▸ **Stated goal**
Reproduce each of the records below word for word, keeping every line unchanged.

[Bounding box annotation records]

^^^^^^^^

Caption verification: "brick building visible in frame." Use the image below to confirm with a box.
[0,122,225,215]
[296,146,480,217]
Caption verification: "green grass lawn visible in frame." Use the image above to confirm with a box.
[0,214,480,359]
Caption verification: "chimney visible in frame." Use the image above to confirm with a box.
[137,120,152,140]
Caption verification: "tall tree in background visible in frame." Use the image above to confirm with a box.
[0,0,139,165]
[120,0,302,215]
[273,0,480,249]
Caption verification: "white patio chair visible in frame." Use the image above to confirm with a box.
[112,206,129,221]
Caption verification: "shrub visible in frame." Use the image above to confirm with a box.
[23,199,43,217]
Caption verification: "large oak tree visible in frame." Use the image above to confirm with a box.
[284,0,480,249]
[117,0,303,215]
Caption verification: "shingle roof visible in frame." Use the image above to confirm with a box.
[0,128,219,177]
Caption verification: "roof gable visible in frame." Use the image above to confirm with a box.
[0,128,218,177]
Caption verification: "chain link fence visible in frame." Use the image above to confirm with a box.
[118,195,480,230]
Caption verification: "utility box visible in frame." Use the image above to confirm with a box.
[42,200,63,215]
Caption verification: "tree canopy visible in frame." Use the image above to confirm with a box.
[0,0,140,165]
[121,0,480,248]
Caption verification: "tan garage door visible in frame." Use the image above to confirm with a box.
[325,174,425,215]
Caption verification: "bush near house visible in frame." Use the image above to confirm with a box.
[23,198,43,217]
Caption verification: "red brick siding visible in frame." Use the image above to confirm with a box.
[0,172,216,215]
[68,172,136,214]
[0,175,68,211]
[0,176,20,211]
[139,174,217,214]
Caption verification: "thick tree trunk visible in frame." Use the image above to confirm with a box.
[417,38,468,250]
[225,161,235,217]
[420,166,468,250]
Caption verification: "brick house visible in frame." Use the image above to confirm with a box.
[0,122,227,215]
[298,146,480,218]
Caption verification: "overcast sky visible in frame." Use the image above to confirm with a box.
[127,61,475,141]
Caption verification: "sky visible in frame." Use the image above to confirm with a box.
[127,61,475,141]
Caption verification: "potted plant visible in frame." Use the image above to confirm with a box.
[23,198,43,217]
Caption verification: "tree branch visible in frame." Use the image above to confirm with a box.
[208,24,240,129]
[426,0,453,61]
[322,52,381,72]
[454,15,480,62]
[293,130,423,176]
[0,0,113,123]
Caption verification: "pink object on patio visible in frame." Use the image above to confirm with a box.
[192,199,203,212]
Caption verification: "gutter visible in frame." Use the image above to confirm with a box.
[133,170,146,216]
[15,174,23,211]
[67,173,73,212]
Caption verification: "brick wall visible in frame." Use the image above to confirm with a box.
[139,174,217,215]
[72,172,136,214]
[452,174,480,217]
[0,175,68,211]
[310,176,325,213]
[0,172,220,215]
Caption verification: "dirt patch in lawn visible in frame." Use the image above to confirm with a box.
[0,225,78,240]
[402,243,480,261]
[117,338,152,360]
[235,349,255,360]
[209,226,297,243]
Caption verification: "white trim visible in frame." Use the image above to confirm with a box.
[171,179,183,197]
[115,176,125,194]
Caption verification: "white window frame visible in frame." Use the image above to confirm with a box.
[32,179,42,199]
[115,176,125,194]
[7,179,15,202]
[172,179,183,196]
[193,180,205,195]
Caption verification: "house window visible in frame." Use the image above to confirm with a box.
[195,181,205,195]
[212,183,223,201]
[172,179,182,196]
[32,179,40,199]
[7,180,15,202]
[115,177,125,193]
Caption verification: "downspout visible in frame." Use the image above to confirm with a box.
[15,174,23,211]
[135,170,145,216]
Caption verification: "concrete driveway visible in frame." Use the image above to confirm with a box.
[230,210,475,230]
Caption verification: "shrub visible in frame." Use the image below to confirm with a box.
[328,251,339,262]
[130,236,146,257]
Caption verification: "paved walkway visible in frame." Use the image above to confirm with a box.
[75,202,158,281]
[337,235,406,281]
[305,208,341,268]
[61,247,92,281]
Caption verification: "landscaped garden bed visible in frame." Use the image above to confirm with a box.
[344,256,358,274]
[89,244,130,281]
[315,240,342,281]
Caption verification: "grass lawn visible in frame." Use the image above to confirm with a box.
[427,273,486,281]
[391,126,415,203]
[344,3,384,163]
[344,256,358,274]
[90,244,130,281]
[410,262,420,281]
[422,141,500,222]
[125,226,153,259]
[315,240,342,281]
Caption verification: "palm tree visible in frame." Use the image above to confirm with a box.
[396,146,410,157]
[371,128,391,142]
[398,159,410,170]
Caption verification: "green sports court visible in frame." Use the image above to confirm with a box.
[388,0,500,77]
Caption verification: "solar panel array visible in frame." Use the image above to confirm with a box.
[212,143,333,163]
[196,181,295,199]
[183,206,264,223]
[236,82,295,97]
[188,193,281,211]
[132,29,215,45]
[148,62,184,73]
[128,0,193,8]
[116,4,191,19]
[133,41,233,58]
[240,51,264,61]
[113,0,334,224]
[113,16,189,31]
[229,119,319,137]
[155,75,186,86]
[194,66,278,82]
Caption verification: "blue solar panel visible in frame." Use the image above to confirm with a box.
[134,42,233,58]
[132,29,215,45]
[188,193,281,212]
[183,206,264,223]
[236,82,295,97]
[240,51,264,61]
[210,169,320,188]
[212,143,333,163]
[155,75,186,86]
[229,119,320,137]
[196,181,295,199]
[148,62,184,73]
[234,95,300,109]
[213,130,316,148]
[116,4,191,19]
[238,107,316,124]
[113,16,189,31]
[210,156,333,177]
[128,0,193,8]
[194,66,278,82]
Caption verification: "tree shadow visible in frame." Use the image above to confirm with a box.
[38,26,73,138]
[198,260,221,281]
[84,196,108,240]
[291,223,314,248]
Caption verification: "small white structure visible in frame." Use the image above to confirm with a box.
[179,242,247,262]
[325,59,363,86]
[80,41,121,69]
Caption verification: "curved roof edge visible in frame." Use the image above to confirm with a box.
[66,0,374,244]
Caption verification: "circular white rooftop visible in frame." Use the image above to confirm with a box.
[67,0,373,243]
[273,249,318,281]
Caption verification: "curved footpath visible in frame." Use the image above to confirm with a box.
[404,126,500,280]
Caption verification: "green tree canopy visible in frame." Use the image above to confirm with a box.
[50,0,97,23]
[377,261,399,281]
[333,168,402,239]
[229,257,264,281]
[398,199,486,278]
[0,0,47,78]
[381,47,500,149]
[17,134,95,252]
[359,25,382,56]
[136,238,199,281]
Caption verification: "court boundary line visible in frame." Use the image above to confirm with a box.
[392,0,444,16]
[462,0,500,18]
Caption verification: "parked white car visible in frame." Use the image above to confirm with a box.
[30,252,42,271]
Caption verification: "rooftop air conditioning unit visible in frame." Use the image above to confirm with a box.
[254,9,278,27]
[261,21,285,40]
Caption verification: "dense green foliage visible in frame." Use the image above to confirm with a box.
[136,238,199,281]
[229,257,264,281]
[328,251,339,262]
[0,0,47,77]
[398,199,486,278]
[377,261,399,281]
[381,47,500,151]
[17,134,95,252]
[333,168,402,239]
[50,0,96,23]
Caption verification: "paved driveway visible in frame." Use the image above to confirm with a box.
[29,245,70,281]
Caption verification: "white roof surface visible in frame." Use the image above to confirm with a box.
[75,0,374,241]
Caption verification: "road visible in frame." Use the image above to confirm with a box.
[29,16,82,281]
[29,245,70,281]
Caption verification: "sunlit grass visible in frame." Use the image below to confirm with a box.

^^^^^^^^

▸ **Problem solution**
Caption verification: "brick building visible in frame." Use the image below to confirm with a box.
[0,122,225,215]
[296,146,480,217]
Caption verification: "green grass lawn visible in frame." Use the image above to confirm with a box.
[0,214,480,359]
Caption verification: "chimney visible in frame." Use the image above to confirm with a box.
[137,120,152,140]
Caption verification: "tall tree in background visible in frame." Use the image above to confirm with a box.
[0,0,139,165]
[120,0,302,215]
[273,0,480,249]
Caption verification: "white patio chair visible in frame." Use the image above to confirm with a box.
[112,206,129,221]
Caption verification: "shrub visible in frame." Use the image above to confirm with a box.
[23,199,43,217]
Caption verification: "large oak tree visible in frame." Use the image above to confirm with a box.
[284,0,480,249]
[117,0,303,215]
Caption verification: "shingle roof visible in frame." Use the image above to confirm with a box.
[0,128,219,177]
Caption verification: "roof gable visible in frame." Use the image above to confirm with a box.
[0,128,218,177]
Caption verification: "chain link fence visible in frame." Use the image above to confirm with a box.
[118,195,480,230]
Caption verification: "utility box visible in frame." Use the image above to confirm with a box.
[42,200,63,215]
Caption verification: "tree canopy visible in frame." Use the image above to confirm with a box.
[0,0,140,165]
[121,0,480,248]
Caption verification: "tan garage door visible in frame." Use the image above to confirm with a box.
[325,174,425,215]
Caption verification: "bush near house visible in frame." Use the image above to confirm with a box.
[23,198,43,217]
Caption verification: "red brick siding visible in frame." Use the image above to confirm with a box.
[0,172,216,215]
[68,172,136,214]
[0,175,68,211]
[0,176,20,211]
[139,174,217,214]
Caption verification: "thick tree trunk visible in frame." Use the image above to confirm with a box.
[417,38,468,250]
[225,161,235,217]
[420,166,468,250]
Caption verification: "brick house visible in frame." Use the image above to confirm with a box.
[0,122,227,215]
[298,146,480,218]
Caption verification: "overcast sky visible in frame." Use the image above to confirm with a box.
[127,61,475,141]
Caption verification: "sky visible in frame." Use the image above to confirm with a box.
[127,61,475,141]
Caption verification: "potted plant visible in frame." Use the image above to confirm with a box.
[23,198,43,217]
Caption verification: "tree branch visible in frame." Use the image above to confirm with a box.
[208,24,240,129]
[426,0,453,61]
[322,52,381,72]
[454,15,480,62]
[293,130,423,176]
[0,0,113,123]
Caption verification: "pink object on patio visible in frame." Use the image above to confirm with a box.
[192,199,203,212]
Caption verification: "gutter visible in frame." Use the image above to confirm with a box.
[133,170,146,216]
[15,174,23,211]
[67,173,73,212]
Caption verification: "brick wall visible in frame." Use the image above to confirm with a box.
[139,174,217,215]
[72,172,136,214]
[452,174,480,217]
[0,175,68,211]
[310,176,325,213]
[0,172,220,215]
Caption verification: "dirt patch in lawn visible in frame." Use the image above to confirm with a box.
[0,225,78,240]
[402,243,480,261]
[117,338,152,360]
[235,349,255,360]
[209,226,297,243]
Caption verification: "white trim visible in frame." Use the image above to confirm with a box.
[171,179,183,197]
[115,176,125,194]
Caption verification: "white window frame visible in frame." Use the image above to confirm with a box.
[32,179,42,199]
[115,176,125,194]
[7,179,15,202]
[172,179,183,196]
[193,180,205,195]
Caption verification: "house window visible in frame." Use the image above to confirm with a box.
[195,181,205,195]
[212,183,223,201]
[172,179,182,196]
[32,179,40,199]
[7,180,15,202]
[115,177,125,193]
Caption verification: "downspout visible in frame." Use the image above to confirm with a box.
[15,174,23,211]
[135,170,145,216]
Caption verification: "concrete driveway visible in frame." Use the image above to confirm with a box.
[230,210,475,230]
Caption verification: "shrub visible in frame." Use the image below to confirm with a box.
[328,251,339,262]
[130,236,146,257]
Caption verification: "paved walkway visible in frame." Use the image above to confirm with a box.
[75,202,158,281]
[337,235,406,281]
[305,208,341,268]
[61,247,92,281]
Caption verification: "landscaped garden bed visible in frame." Use the image above to confirm with a box.
[344,256,358,274]
[89,244,130,281]
[315,240,342,281]
Caption verification: "grass lawn visible in frame." Use the image above to confirm with a box.
[427,273,486,281]
[391,126,415,203]
[344,3,384,163]
[344,256,358,274]
[90,244,130,281]
[410,262,420,281]
[422,141,500,222]
[125,226,153,259]
[315,240,342,281]
Caption verification: "palm tree visible in frame." Use the image above to confirm with a box.
[396,146,410,157]
[371,128,391,142]
[398,159,410,170]
Caption verification: "green sports court visible in frame." Use the image above to confirm with a box.
[388,0,500,77]
Caption verification: "solar panel array visible in frame." Use the image above to confirm with a box.
[212,143,333,163]
[196,181,295,199]
[183,206,264,223]
[236,82,295,97]
[188,193,281,211]
[132,29,215,45]
[148,62,184,73]
[128,0,193,8]
[116,4,191,19]
[133,41,233,58]
[240,51,264,61]
[113,0,334,224]
[113,16,189,31]
[229,119,319,137]
[155,75,186,86]
[194,66,278,82]
Caption verification: "blue solar panel visible in frame." Use the image above to confirm with a box.
[134,42,233,58]
[132,29,215,45]
[188,193,281,212]
[183,206,264,223]
[236,82,295,97]
[240,51,264,61]
[210,169,320,188]
[212,143,333,163]
[155,75,186,86]
[229,119,320,137]
[196,181,295,199]
[148,62,184,73]
[234,95,300,109]
[213,130,316,148]
[116,4,191,19]
[238,107,316,124]
[113,16,189,31]
[210,156,333,177]
[128,0,193,8]
[194,66,278,82]
Caption verification: "tree shadow visible in frame." Use the image above to confirm with a box.
[38,26,73,138]
[198,260,221,281]
[84,196,108,240]
[291,223,314,248]
Caption verification: "small white structure visible in frame." Use the image above to confirm with a box.
[179,242,247,262]
[325,59,363,86]
[80,41,121,69]
Caption verification: "curved roof edge visible in frame." Use the image above to confirm with a box.
[66,0,374,244]
Caption verification: "circular white rooftop visible in frame." Use the image above to confirm with a box.
[67,0,373,243]
[273,249,318,281]
Caption verification: "curved footpath visible in frame." Use the image above to confirm with a box.
[404,126,500,280]
Caption verification: "green tree canopy visible in frame." Use the image above to confirm with a box.
[50,0,97,23]
[377,261,399,281]
[333,168,402,239]
[229,257,264,281]
[398,199,486,278]
[0,0,47,78]
[381,47,500,149]
[17,134,95,252]
[359,25,382,56]
[136,238,199,281]
Caption verification: "court boundary line visible in frame." Use the image above to confirm with a box.
[392,0,444,16]
[462,0,500,18]
Caption verification: "parked white car visible in frame." Use the image above to confirm with a box.
[30,252,42,271]
Caption verification: "rooftop air conditioning unit visible in frame." Use the image above to confirm with a box.
[254,9,278,27]
[261,21,285,40]
Caption verification: "dense green foliage visible in frame." Use the image above to confirm with a box.
[136,238,199,281]
[229,257,264,281]
[328,251,339,262]
[0,0,47,77]
[398,199,486,278]
[377,261,399,281]
[381,47,500,151]
[17,134,95,252]
[333,168,402,239]
[50,0,96,23]
Caption verification: "paved driveway visible in frame." Use the image above to confirm with a box.
[29,245,70,281]
Caption verification: "white roof surface visible in frame." Use the image above to confirm with a box.
[75,0,374,241]
Caption verification: "road visible in frame." Use the image above to confirm with a box.
[29,16,82,281]
[29,245,70,281]
Caption verification: "sunlit grass visible in frame." Use the image below to confirm with a box.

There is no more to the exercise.